- [Stated task 1]: Write every line of the coordinate labeling records below as a JSON list of strings, one string per line, with blank lines omitted.

- [Extract]:
⁂

2N61Y - Heartbreak Ridge

Big Bear City, California (San Bernardino County)

Last Updated: 09/06/2018
4.7 / 5 ( 6 reviews )
Information
Nearby Trails
Status: Open
Typically Open: Year Round
Difficulty: 3-5
( MODERATE - DIFFICULT )
Length: 8.9 miles
Highest Elevation: 6800 feet
Duration: About 3 hours
Shape of Trail: Straight Through
Best Direction to Travel: West
Nearest Town: Big Bear City
Nearest Town w/ Services: Big Bear City
Official Road Name: 2N61Y - Heartbreak Ridge
Management Agency: San Bernardino National Forest
District: Mountaintop Ranger District
Distance:
Showing 0 trails within 2 miles

Highlights

Highlight: 2N61Y - Heartbreak Ridge
Hidden on the east side of Big Bear in Southern California is a thrilling off-road trail that has been almost forgotten by the off-road community. 2N61Y, also known as Heartbreak Ridge, is one of the less commonly traveled 4x4 intermediate to difficult trails in San Bernardino Forest near Big Bear California. Even though this classic offroad trail is on the list of hardest trails in the mountain range, it has been almost completely forgotten since it is far from the more popular trails on the west side near Holcomb Valley. Because of its location on the east side of the mountain range, this trail doesn't see much traffic, meaning it is a great place to get away from the crowds and do a little exploring. But just because there is not much traffic on this trail doesn't mean it is an easy Jeep Trail. With several rock gardens, several spots with high rollover risks, and a narrow difficult canyon, this trail will provide most drivers an enjoyable day of off-roading with some amazing and stunning views and the excitement of the historical mining that once was popular all over the mountain range. Also, the trail offers a lot of dispersed camping along it which is unique to this trail, making it a great overland route when looking for an overland adventure in the Big Bear area. Thus, the next time you are looking for a new and exciting trip, think no further then 2N61Y - Heartbreak Ridge.

⁂

- [Stated task 2]: Decide whether each statement agrees with the Heartbreak Ridge trail page, answering yes or no and quoting the deciding words: (a) The trail is 8.9 miles long. (b) The best direction to travel the trail is east. (c) The trail gets heavy traffic.

(Coordinate labeling records)
⁂

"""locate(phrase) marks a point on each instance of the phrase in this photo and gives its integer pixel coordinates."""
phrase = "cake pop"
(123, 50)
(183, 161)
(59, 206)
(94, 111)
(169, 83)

⁂

- [Output 1]:
[
  "\"\"\"locate(phrase) marks a point on each instance of the phrase in this photo and gives its integer pixel coordinates.\"\"\"",
  "phrase = \"cake pop\"",
  "(123, 50)",
  "(183, 161)",
  "(59, 206)",
  "(94, 111)",
  "(169, 83)"
]

- [Output 2]:
(a) Yes: "Length: 8.9 miles"
(b) No: "Best Direction to Travel: West"
(c) No: "this trail doesn't see much traffic"